→ What to do
The reply should consist of the full listing, repeated word for word.

---

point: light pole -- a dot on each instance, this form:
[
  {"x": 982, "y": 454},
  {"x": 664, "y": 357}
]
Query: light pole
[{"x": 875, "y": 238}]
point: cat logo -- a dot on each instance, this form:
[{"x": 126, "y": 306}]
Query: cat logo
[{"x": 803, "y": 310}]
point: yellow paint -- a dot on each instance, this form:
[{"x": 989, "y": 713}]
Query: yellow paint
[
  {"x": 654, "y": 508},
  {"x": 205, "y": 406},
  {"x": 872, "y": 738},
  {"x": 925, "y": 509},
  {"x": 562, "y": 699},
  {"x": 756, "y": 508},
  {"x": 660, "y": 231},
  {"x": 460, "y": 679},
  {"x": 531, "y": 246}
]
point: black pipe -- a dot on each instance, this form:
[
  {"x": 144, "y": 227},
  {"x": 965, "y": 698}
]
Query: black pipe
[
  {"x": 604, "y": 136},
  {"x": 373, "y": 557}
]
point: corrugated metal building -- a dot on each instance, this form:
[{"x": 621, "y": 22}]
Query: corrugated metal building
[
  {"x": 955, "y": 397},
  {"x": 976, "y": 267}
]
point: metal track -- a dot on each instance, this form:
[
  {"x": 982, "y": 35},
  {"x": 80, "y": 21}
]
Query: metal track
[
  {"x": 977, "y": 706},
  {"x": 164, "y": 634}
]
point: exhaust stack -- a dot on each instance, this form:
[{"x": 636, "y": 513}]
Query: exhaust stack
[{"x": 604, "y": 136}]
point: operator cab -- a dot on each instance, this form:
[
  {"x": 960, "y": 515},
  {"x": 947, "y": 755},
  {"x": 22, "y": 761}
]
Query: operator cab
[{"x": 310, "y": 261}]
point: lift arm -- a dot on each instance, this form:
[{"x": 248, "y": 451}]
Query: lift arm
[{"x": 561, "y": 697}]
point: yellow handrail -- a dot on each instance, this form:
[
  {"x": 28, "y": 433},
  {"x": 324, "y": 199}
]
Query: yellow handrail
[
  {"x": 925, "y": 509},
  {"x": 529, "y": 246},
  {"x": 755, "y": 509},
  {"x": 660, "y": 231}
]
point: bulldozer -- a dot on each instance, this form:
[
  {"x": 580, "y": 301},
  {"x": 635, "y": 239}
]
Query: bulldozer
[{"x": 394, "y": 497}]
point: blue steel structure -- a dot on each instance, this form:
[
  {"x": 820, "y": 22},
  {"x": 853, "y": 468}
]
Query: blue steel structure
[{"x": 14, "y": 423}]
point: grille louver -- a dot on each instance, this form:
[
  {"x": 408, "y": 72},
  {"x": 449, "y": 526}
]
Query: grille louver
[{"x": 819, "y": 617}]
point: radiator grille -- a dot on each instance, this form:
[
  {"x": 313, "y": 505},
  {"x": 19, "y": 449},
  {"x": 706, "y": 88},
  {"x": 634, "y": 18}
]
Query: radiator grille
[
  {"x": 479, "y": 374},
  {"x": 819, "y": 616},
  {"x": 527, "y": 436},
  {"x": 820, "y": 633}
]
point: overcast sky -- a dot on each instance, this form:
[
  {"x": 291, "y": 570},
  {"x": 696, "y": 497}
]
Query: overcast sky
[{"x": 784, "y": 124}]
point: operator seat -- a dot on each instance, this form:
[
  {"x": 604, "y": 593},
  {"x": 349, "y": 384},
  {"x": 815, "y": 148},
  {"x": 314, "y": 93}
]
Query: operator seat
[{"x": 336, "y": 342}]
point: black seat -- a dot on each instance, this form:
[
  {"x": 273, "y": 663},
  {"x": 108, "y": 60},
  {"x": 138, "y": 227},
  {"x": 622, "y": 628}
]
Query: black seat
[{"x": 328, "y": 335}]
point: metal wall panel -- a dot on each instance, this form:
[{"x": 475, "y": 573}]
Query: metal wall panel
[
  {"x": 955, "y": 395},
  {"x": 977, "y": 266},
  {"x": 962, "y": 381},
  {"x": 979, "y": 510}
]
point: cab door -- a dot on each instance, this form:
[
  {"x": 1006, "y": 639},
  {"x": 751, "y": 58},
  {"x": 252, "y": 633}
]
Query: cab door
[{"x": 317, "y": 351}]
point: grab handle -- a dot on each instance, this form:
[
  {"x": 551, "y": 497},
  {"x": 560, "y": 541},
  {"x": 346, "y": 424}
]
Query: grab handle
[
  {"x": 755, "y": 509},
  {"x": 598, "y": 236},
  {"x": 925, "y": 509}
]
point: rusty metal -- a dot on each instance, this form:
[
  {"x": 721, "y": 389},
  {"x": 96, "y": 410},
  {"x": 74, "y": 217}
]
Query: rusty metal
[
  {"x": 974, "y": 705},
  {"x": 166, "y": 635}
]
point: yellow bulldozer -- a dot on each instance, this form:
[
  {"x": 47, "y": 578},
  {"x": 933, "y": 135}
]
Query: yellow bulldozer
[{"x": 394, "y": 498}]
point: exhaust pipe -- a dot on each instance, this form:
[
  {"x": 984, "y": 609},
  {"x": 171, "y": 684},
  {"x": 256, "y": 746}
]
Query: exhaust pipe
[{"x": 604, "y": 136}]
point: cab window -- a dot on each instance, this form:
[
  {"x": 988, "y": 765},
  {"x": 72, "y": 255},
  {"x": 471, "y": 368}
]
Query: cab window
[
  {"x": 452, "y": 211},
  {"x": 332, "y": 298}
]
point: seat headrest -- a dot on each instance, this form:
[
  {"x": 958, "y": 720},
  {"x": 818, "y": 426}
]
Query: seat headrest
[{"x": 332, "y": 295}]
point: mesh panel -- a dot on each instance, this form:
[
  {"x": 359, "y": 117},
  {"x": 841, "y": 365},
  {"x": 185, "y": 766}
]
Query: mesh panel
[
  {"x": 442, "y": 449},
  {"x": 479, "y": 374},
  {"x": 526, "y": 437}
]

---

→ Expected output
point: light pole -- a dot on each instance, this form:
[
  {"x": 982, "y": 454},
  {"x": 664, "y": 357}
]
Query: light pole
[{"x": 875, "y": 238}]
point: cat logo -- a dot on each instance, this form:
[{"x": 126, "y": 306}]
Query: cat logo
[{"x": 803, "y": 310}]
point: yellow paint -- a dot on each instance, this form:
[{"x": 989, "y": 713}]
Query: yellow paint
[
  {"x": 654, "y": 508},
  {"x": 205, "y": 406},
  {"x": 872, "y": 738},
  {"x": 925, "y": 509},
  {"x": 562, "y": 699},
  {"x": 756, "y": 508},
  {"x": 660, "y": 231},
  {"x": 460, "y": 679},
  {"x": 531, "y": 246}
]
point: black pipe -- a dot on each instance, this form:
[
  {"x": 144, "y": 227},
  {"x": 965, "y": 698}
]
Query: black pipe
[
  {"x": 604, "y": 136},
  {"x": 373, "y": 557}
]
point: corrugated metal building -- a dot on each instance, this form:
[{"x": 621, "y": 22}]
Query: corrugated metal building
[
  {"x": 955, "y": 397},
  {"x": 976, "y": 267}
]
point: metal track -- a dot on each instance, this form:
[
  {"x": 982, "y": 35},
  {"x": 80, "y": 21}
]
Query: metal track
[
  {"x": 977, "y": 706},
  {"x": 164, "y": 634}
]
point: exhaust stack -- a dot on each instance, this form:
[{"x": 636, "y": 513}]
Query: exhaust stack
[{"x": 604, "y": 136}]
point: operator cab -- a dot on each instance, this form:
[
  {"x": 960, "y": 515},
  {"x": 947, "y": 755},
  {"x": 22, "y": 761}
]
Query: operator cab
[{"x": 310, "y": 261}]
point: lift arm -- a dot on each instance, this form:
[{"x": 248, "y": 451}]
Query: lift arm
[{"x": 561, "y": 697}]
point: yellow handrail -- a dot on each instance, this form:
[
  {"x": 28, "y": 433},
  {"x": 324, "y": 199}
]
Query: yellow handrail
[
  {"x": 925, "y": 509},
  {"x": 529, "y": 246},
  {"x": 755, "y": 509},
  {"x": 660, "y": 231}
]
point: bulldozer -- a dot on each instance, this form:
[
  {"x": 580, "y": 301},
  {"x": 635, "y": 239}
]
Query: bulldozer
[{"x": 394, "y": 497}]
point: blue steel structure -- a dot on each instance, this form:
[
  {"x": 820, "y": 22},
  {"x": 853, "y": 468}
]
Query: blue steel structure
[{"x": 14, "y": 423}]
point: grille louver -- a dot on each instance, this form:
[
  {"x": 408, "y": 72},
  {"x": 449, "y": 526}
]
Query: grille louver
[{"x": 819, "y": 617}]
point: radiator grille -- a dot on each instance, this form:
[
  {"x": 313, "y": 505},
  {"x": 19, "y": 449},
  {"x": 706, "y": 88},
  {"x": 634, "y": 18}
]
Query: radiator grille
[
  {"x": 479, "y": 374},
  {"x": 819, "y": 616},
  {"x": 527, "y": 436},
  {"x": 820, "y": 633}
]
point: overcast sky -- a dot on each instance, this form:
[
  {"x": 291, "y": 570},
  {"x": 696, "y": 497}
]
Query: overcast sky
[{"x": 784, "y": 124}]
point: operator seat -- a dot on each instance, this form:
[
  {"x": 604, "y": 593},
  {"x": 349, "y": 384},
  {"x": 815, "y": 148},
  {"x": 314, "y": 93}
]
Query: operator seat
[{"x": 336, "y": 342}]
point: black seat -- a dot on each instance, this form:
[
  {"x": 273, "y": 663},
  {"x": 108, "y": 60},
  {"x": 138, "y": 227},
  {"x": 622, "y": 628}
]
Query: black seat
[{"x": 328, "y": 335}]
point: metal wall panel -- a dot on each instance, this form:
[{"x": 475, "y": 573}]
Query: metal wall panel
[
  {"x": 955, "y": 395},
  {"x": 977, "y": 266},
  {"x": 962, "y": 381},
  {"x": 979, "y": 510}
]
point: cab door -- a dot on each instance, this form:
[
  {"x": 1006, "y": 639},
  {"x": 751, "y": 58},
  {"x": 252, "y": 633}
]
Query: cab door
[{"x": 317, "y": 351}]
point: grab handle -- a dot on each instance, this form:
[
  {"x": 551, "y": 497},
  {"x": 560, "y": 541},
  {"x": 346, "y": 424}
]
Query: grab handle
[
  {"x": 755, "y": 509},
  {"x": 598, "y": 236},
  {"x": 925, "y": 509}
]
point: rusty metal -- a dot on each instance, this form:
[
  {"x": 721, "y": 389},
  {"x": 96, "y": 410},
  {"x": 74, "y": 217}
]
Query: rusty metal
[
  {"x": 974, "y": 705},
  {"x": 166, "y": 635}
]
point: yellow bulldozer -- a dot on each instance, this form:
[
  {"x": 47, "y": 578},
  {"x": 933, "y": 135}
]
Query: yellow bulldozer
[{"x": 394, "y": 498}]
point: exhaust pipe -- a dot on each instance, this form:
[
  {"x": 984, "y": 609},
  {"x": 171, "y": 684},
  {"x": 256, "y": 746}
]
Query: exhaust pipe
[{"x": 604, "y": 136}]
point: cab window -- a dot on each instance, this form:
[
  {"x": 988, "y": 765},
  {"x": 72, "y": 255},
  {"x": 471, "y": 368}
]
Query: cab window
[
  {"x": 452, "y": 211},
  {"x": 332, "y": 298}
]
point: seat headrest -- a dot on each instance, this form:
[
  {"x": 958, "y": 720},
  {"x": 818, "y": 426}
]
Query: seat headrest
[{"x": 332, "y": 295}]
point: mesh panel -- a dot on each instance, this form:
[
  {"x": 359, "y": 117},
  {"x": 841, "y": 365},
  {"x": 185, "y": 766}
]
Query: mesh panel
[
  {"x": 442, "y": 449},
  {"x": 479, "y": 374},
  {"x": 526, "y": 437}
]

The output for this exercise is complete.